* [Data provided]:
--- BEGIN ---

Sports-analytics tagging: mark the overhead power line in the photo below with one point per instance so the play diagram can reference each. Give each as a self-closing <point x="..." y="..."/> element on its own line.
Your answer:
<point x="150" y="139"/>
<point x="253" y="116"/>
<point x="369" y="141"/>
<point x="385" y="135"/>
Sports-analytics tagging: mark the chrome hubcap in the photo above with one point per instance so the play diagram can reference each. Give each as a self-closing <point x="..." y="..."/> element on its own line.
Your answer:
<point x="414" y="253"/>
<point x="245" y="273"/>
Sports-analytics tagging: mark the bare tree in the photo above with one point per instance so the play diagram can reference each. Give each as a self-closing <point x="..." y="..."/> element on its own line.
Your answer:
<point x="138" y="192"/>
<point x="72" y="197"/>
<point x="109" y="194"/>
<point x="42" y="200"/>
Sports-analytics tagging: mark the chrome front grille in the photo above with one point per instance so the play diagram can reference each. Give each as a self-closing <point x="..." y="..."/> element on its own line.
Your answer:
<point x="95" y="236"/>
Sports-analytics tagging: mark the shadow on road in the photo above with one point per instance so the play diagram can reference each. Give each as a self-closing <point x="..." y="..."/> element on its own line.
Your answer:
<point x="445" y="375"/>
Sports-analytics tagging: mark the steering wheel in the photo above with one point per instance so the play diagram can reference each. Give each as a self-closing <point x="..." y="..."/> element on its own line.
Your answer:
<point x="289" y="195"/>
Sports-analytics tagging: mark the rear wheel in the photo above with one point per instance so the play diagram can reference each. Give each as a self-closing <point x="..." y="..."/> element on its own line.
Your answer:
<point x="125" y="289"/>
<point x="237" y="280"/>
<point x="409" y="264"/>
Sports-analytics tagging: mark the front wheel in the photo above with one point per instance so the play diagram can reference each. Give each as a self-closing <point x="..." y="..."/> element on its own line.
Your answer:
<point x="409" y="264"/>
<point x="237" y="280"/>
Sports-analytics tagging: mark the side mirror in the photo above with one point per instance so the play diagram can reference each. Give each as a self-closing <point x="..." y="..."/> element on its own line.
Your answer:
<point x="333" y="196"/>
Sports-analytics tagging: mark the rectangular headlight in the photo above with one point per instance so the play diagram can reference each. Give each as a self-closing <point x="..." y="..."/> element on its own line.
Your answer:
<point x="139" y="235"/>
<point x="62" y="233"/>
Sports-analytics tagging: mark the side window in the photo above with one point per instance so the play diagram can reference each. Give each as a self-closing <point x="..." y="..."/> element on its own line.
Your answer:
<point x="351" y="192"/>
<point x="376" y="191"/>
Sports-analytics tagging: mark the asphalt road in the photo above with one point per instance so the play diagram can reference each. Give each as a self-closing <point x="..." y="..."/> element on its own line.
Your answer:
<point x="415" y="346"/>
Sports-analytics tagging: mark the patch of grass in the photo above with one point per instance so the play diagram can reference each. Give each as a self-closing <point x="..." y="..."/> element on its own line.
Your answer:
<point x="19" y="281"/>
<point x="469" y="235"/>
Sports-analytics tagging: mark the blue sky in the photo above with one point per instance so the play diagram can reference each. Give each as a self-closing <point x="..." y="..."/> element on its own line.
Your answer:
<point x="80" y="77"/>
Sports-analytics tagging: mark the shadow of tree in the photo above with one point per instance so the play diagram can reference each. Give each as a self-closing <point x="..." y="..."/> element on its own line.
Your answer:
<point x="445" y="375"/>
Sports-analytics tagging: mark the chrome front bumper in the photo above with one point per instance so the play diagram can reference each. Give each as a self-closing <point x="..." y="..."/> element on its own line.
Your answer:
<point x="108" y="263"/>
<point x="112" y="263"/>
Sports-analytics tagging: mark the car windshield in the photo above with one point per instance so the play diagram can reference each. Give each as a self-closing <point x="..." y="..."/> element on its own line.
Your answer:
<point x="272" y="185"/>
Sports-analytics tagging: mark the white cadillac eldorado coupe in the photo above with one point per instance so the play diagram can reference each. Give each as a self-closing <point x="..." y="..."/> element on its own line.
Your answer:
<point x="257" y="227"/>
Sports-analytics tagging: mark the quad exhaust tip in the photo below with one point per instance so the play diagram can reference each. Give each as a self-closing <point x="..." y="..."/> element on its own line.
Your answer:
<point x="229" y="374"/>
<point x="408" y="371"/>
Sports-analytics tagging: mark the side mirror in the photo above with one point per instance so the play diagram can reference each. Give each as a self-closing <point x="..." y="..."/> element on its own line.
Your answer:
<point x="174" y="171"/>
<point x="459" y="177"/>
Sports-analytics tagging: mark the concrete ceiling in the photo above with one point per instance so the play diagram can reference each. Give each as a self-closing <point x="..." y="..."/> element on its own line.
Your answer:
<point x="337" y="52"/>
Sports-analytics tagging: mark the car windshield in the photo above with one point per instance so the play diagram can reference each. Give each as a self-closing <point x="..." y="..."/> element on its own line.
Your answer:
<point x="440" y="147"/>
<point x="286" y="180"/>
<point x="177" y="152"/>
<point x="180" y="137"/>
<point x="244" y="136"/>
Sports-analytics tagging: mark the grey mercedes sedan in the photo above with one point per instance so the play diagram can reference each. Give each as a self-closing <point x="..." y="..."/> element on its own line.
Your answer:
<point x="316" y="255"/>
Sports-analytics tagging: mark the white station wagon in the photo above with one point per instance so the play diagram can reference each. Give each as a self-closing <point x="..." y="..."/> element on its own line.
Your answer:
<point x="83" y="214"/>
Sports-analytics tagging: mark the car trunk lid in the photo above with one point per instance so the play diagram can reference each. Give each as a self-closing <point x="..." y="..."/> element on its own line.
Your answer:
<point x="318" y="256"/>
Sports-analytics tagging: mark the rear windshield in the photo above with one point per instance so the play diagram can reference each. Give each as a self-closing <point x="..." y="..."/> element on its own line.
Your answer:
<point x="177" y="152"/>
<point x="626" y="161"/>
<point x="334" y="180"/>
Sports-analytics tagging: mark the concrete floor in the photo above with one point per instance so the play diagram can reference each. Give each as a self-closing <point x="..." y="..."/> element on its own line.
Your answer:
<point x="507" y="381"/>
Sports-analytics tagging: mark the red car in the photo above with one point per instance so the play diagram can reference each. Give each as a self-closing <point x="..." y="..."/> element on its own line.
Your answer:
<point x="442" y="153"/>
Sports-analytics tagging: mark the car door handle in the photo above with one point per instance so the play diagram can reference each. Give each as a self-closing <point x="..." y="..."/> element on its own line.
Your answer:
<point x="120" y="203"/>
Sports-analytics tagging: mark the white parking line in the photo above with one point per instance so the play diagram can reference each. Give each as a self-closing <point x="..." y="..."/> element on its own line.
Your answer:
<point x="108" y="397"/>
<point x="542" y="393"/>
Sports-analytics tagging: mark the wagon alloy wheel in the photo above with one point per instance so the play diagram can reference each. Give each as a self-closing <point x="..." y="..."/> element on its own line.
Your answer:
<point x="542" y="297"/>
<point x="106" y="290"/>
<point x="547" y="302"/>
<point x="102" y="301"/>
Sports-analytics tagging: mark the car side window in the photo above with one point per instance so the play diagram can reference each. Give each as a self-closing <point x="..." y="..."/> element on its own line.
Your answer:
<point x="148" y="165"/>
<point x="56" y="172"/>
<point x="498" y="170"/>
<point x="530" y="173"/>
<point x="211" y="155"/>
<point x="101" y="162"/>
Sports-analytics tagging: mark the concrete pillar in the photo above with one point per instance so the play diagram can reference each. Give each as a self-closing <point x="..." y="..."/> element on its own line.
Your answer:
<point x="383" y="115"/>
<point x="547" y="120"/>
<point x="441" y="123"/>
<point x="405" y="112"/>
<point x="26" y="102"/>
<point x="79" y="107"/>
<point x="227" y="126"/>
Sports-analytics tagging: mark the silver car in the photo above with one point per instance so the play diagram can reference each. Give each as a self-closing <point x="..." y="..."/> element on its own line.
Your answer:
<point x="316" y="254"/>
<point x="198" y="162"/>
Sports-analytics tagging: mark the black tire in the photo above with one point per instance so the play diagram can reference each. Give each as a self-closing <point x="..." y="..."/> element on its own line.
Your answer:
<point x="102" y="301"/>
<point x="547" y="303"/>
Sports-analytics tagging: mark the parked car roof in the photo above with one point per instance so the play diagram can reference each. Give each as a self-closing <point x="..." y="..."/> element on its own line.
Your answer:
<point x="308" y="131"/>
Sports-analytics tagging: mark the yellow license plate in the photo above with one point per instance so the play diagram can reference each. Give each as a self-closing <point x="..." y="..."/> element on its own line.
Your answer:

--- END ---

* [What to produce]:
Output the line containing "Sports-analytics tagging: mark the concrete pillar" and all lines after it to the end of the records, exactly as given.

* [Output]:
Sports-analytics tagging: mark the concrete pillar in the photo above with one point per instance so the play diagram can reference each. Give each as a self-closing <point x="..." y="..."/> element on its own line.
Your answer:
<point x="383" y="115"/>
<point x="547" y="120"/>
<point x="441" y="123"/>
<point x="405" y="112"/>
<point x="26" y="102"/>
<point x="79" y="107"/>
<point x="227" y="126"/>
Sports-analytics tagging: mark the silver car in the photo above with one point per instance so the play diagram can reference each. Give each as a self-closing <point x="..." y="..."/> element on its own line.
Your answer:
<point x="316" y="254"/>
<point x="198" y="162"/>
Sports-analytics tagging: mark the black tire in the photo above with one point per instance so the play diagram can reference each. Give each as a self-closing <point x="..." y="..."/> element on its own line.
Your answer:
<point x="102" y="301"/>
<point x="547" y="303"/>
Sports-analytics tagging: mark the parked car roof in the photo above with one point per instance so the play diagram can reference each. Give each as a self-closing <point x="..." y="..."/> element on its own line.
Your answer:
<point x="308" y="131"/>
Sports-analytics tagging: mark the yellow license plate in the photo above with one point per instance so the play diagram can reference each. Give each as a self-closing <point x="..." y="..."/> element on its own line.
Your answer:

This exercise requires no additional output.